## Texto fornecido
*****

27/03/2022

Daqui não saio, daqui ninguém nos tira

“Estou pronto para a assumir uma opinião que não está de acordo com a da maioria. É fácil criticarem-nos, mas actuamos pelos civis”; “é inútil colocar as pessoas umas contra as outras. O mais importante é preservar os funcionários e assegurarmos a nossa missão primária - alimentar as populações destes dois países. Nunca tivemos outro objectivo”; “todos os dias fazemos pão para os ucranianos e para os russos”; “acreditamos que podemos contribuir em tempos de inflação para proteger o poder de compra dos habitantes (…) se o Auchan sai, privaremos 30 mil funcionários dos seus salários - 40% deles são funcionários e accionistas”

 alegou Yves Claude, líder do grupo francês Auchan.

Evidentemente que, Yves Claude, está carregado de boas razões e a racionalidade do que profere é inatacável; o mesmo sucederia se, Yves Claude, tivesse proferido ponto-por-ponto uma alegação oposta para justificar a saída ou suspensão da actividade do grupo na Rússia.
Por aí não vamos lá: as pessoas e as nações possuem virtudes distintas e defeitos idênticos.

*****

## Dados de origem
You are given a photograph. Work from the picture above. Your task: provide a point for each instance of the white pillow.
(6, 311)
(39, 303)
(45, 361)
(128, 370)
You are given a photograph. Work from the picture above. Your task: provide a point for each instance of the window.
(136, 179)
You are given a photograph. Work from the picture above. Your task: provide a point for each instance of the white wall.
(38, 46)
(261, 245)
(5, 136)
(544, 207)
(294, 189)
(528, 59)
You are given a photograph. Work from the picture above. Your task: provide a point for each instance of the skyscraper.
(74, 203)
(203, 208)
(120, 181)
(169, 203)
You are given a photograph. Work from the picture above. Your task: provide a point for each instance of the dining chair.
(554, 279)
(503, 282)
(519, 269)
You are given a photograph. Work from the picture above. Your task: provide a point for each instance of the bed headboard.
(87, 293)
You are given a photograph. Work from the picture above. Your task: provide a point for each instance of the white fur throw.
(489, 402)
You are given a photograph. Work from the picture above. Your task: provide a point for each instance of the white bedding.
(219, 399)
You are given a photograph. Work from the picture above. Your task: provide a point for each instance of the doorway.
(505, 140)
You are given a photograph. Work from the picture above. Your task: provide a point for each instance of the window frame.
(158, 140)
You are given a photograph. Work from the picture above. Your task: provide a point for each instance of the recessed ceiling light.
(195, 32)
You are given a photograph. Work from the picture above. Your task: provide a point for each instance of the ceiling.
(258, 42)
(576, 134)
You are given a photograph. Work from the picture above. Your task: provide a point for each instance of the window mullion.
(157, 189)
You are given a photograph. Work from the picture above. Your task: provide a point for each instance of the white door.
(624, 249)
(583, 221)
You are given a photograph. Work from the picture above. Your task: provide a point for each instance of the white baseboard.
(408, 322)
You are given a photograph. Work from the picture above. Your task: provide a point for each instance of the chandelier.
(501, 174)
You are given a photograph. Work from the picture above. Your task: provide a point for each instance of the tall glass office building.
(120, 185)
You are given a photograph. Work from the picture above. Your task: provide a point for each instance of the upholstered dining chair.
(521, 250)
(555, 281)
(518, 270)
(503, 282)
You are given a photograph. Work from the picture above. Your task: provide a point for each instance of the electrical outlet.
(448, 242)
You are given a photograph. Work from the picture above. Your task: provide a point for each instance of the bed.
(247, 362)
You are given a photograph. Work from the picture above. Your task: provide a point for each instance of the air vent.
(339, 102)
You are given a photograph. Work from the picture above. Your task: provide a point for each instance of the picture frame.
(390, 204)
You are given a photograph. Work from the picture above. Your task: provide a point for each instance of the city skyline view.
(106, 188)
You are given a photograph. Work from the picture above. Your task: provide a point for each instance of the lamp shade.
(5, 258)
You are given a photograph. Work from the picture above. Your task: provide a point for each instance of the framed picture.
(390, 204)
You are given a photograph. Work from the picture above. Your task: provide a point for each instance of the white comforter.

*****

## Enunciado
No texto sobre o Auchan na Rússia, reescreva tudo desde "Evidentemente que, Yves" até "e defeitos idênticos.", substituindo "as nações" por "os países". Os itens constituem material independente do texto.

## Resposta escrita
Evidentemente que, Yves Claude, está carregado de boas razões e a racionalidade do que profere é inatacável; o mesmo sucederia se, Yves Claude, tivesse proferido ponto-por-ponto uma alegação oposta para justificar a saída ou suspensão da actividade do grupo na Rússia.
Por aí não vamos lá: as pessoas e os países possuem virtudes distintas e defeitos idênticos.